*Doel 1*
Werk een deel van het fragment over arbeid bij door het opnieuw weer te geven met "vakbeweging" overal vervangen door "vakbondsbeweging". Begin bij de woorden "De vakbeweging stond" en stop na "vakbeweging gestelde doelen.".

Arbeid

De vakbeweging stond er in de jaren tachtig slecht voor. De organisatiegraad, dat wil zeggen het relatieve aantal in vakbonden georganiseerde werknemers, liep in de jaren tachtig terug van 40% naar 25%. Het aantal leden van de bij de grootste vakcentrale, de FNV, aangesloten bonden verminderde van 1,1 miljoen naar 900.000 halverwege de jaren tachtig. De vakbeweging leek nog slechts te steunen op mannelijke laag opgeleide kostwinners en kreeg geen aansluiting bij vrouwen en „nieuwe werknemers”, hoog opgeleide in de dienstensector werkzame personen die hun eigen boontjes wel konden doppen. Daarnaast kwam het regeringsbeleid in de jaren tachtig maar weinig tegemoet aan de door de vakbeweging gestelde doelen.

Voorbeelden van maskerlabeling
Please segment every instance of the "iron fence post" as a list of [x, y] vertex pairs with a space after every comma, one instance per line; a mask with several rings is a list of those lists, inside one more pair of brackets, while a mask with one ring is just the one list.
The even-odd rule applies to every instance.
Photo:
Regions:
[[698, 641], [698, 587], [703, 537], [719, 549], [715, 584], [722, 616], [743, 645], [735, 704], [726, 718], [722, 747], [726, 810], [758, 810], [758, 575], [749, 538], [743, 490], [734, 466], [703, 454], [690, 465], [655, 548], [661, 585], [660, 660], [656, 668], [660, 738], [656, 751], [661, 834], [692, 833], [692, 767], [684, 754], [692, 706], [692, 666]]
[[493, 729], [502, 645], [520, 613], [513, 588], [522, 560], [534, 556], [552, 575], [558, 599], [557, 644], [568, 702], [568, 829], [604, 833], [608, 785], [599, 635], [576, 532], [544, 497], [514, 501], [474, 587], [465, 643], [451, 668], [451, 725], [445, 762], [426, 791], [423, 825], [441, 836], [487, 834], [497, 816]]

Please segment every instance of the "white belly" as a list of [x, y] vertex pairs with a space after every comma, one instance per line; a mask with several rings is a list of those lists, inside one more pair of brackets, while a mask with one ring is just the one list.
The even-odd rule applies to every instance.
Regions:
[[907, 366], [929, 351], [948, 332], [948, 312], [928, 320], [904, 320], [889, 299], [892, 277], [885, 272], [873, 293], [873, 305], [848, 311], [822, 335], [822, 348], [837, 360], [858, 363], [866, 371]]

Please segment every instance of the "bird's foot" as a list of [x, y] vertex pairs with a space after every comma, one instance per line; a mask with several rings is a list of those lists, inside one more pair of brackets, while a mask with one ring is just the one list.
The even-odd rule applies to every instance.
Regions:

*Doel 2*
Schrijf de volledige lijst die op het fragment over arbeid volgt regel voor regel en ongewijzigd over.

*Antwoord 1*
De vakbondsbeweging stond er in de jaren tachtig slecht voor. De organisatiegraad, dat wil zeggen het relatieve aantal in vakbonden georganiseerde werknemers, liep in de jaren tachtig terug van 40% naar 25%. Het aantal leden van de bij de grootste vakcentrale, de FNV, aangesloten bonden verminderde van 1,1 miljoen naar 900.000 halverwege de jaren tachtig. De vakbondsbeweging leek nog slechts te steunen op mannelijke laag opgeleide kostwinners en kreeg geen aansluiting bij vrouwen en „nieuwe werknemers”, hoog opgeleide in de dienstensector werkzame personen die hun eigen boontjes wel konden doppen. Daarnaast kwam het regeringsbeleid in de jaren tachtig maar weinig tegemoet aan de door de vakbondsbeweging gestelde doelen.

*Antwoord 2*
Please segment every instance of the "iron fence post" as a list of [x, y] vertex pairs with a space after every comma, one instance per line; a mask with several rings is a list of those lists, inside one more pair of brackets, while a mask with one ring is just the one list.
The even-odd rule applies to every instance.
Photo:
Regions:
[[698, 641], [698, 587], [703, 537], [719, 549], [715, 584], [722, 616], [743, 645], [735, 704], [726, 718], [722, 747], [726, 810], [758, 810], [758, 575], [749, 538], [743, 490], [734, 466], [703, 454], [690, 465], [655, 548], [661, 585], [660, 660], [656, 668], [660, 738], [656, 751], [661, 834], [692, 833], [692, 767], [684, 754], [692, 706], [692, 666]]
[[493, 729], [502, 645], [520, 613], [513, 588], [522, 560], [534, 556], [552, 575], [558, 599], [557, 644], [568, 702], [568, 829], [604, 833], [608, 785], [599, 635], [576, 532], [544, 497], [514, 501], [474, 587], [465, 643], [451, 668], [451, 725], [445, 762], [426, 791], [423, 825], [441, 836], [487, 834], [497, 816]]

Please segment every instance of the "white belly" as a list of [x, y] vertex pairs with a space after every comma, one instance per line; a mask with several rings is a list of those lists, inside one more pair of brackets, while a mask with one ring is just the one list.
The even-odd rule applies to every instance.
Regions:
[[907, 366], [929, 351], [948, 332], [948, 312], [928, 320], [904, 320], [889, 299], [892, 277], [885, 272], [873, 293], [873, 305], [848, 311], [822, 335], [822, 348], [837, 360], [858, 363], [866, 371]]

Please segment every instance of the "bird's foot" as a list of [x, y] vertex pairs with a space after every comma, one instance per line; a mask with several rings is a list of those lists, inside one more pair of brackets, while a mask with one ring is just the one list.
The even-odd rule applies to every instance.
Regions:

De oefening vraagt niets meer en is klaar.